EXCERPT TO READ:
####################

I wanted to create an archive that was online so that people could access it anywhere. I wanted it to feel comfortable to come to. I wanted bright colors, clean design, and a sense of optimism. I wanted a logo that was forward thinking but still referential of the past. I wanted to host a diverse amount of content, in a community-driven way, while establishing a role as curator, by bringing in past histories, artists, and legacies that a lot of younger people might be unaware of.
Our Viral Lives is still very much in-progress. It’ll probably never be “completed” but that’s a clear response to the fact that HIV/AIDS is never going away. Even if we get the number of new infections as close to zero as possible, we are irrevocably changed emotionally, collectively, and politically because of this crisis. Part of the fear of talking about HIV/AIDS and sexuality comes when we recognize, but don’t name, the residue of a traumatic past. This project names, very clearly, the multiple registers of violence from these histories, and importantly understands them as productive forces.
The writing that follows is partially about the design concept behind the archive, exploring some of the social innovation discourse, design theory, and preexisting archives that shaped how Our Viral Lives was conceived. However, it also focuses on my own narrative journey of fear to defiance, of regularly interacting with other men online and discussing HIV and sexuality in often uncomfortable ways, and ways I’ve unlearned my desires in spaces of difference. It also features some stories from people I interviewed, partially to highlight how universal these struggles can be, but largely to highlight the value these narratives have in thinking about productive solutions to stop the spread of HIV and lead healthier sexual lives.
I want the writing I present her to embody these historical legacies I’m in service of. As such, presented throughout will be fragments of my own archive research, from the work in Bobst Library to the weeks spent in Johannesburg at Gay and Lesbian Memory in Action. I want you to see the face of Simon Nkoli, one of the earliest Black activists in South Africa, who died in the 1990s. I want you to touch ephemeral material like leather jackets, buttons, posters, and old condom packaging to get a sense of creative strategies in the 1980s and 1990s that can still be used today. These fragments are not authoritative history, but I hope they encourage you to seek out historical subjects that most inspire you.

####################

EXERCISE REQUIREMENTS:
[1] In the passage on Our Viral Lives, how is Simon Nkoli described?
[2] Decide whether each statement agrees with the passage on Our Viral Lives. Answer yes or no, and quote the words from the passage that settle it.
(a) The archive is expected to be finished before long.
(b) Some of the archive research was carried out in Johannesburg.
(c) The fragments shown are offered as authoritative history.
[3] From the passage on Our Viral Lives, copy word for word the part that begins with the words containing "I want the writing" and ends with "most inspire you.".
Answer using only the passage on Our Viral Lives, not the material that follows.

DATA BELOW:
####################

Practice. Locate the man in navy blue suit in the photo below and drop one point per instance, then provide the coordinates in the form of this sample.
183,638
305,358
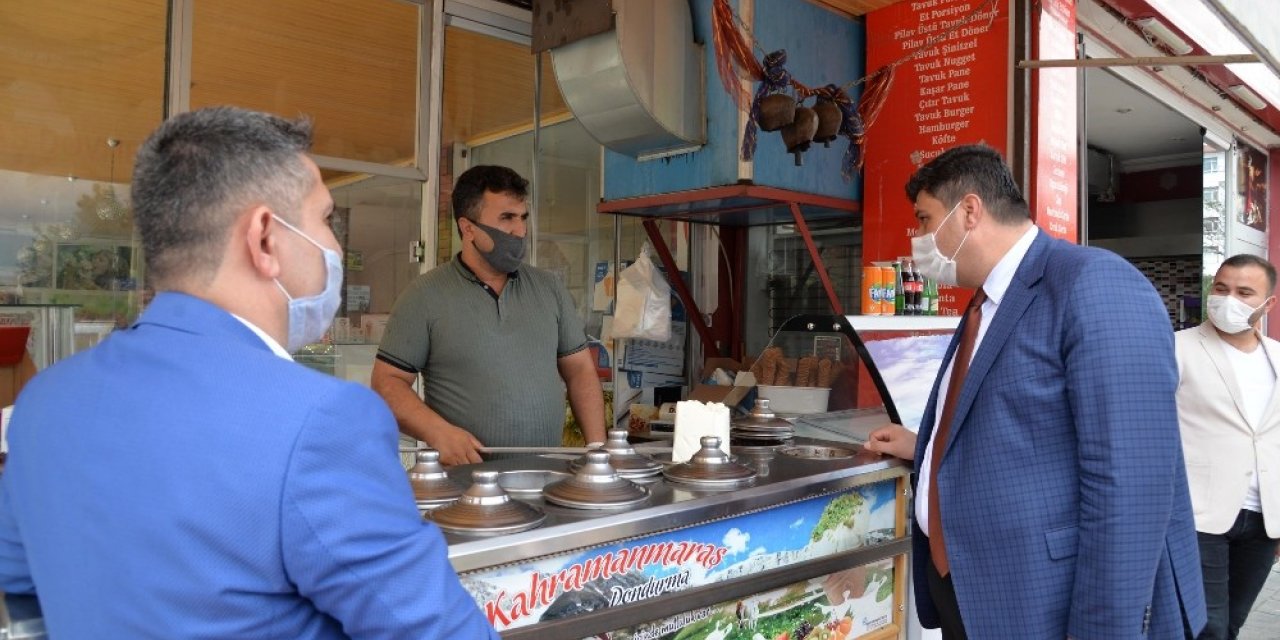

####################

ANSWERS BY ITEM NUMBER:
[1] He is described as one of the earliest Black activists in South Africa, who died in the 1990s.

[2]
(a) No: "It’ll probably never be “completed”"
(b) Yes: "the weeks spent in Johannesburg at Gay and Lesbian Memory in Action"
(c) No: "These fragments are not authoritative history"

[3]
I want the writing I present her to embody these historical legacies I’m in service of. As such, presented throughout will be fragments of my own archive research, from the work in Bobst Library to the weeks spent in Johannesburg at Gay and Lesbian Memory in Action. I want you to see the face of Simon Nkoli, one of the earliest Black activists in South Africa, who died in the 1990s. I want you to touch ephemeral material like leather jackets, buttons, posters, and old condom packaging to get a sense of creative strategies in the 1980s and 1990s that can still be used today. These fragments are not authoritative history, but I hope they encourage you to seek out historical subjects that most inspire you.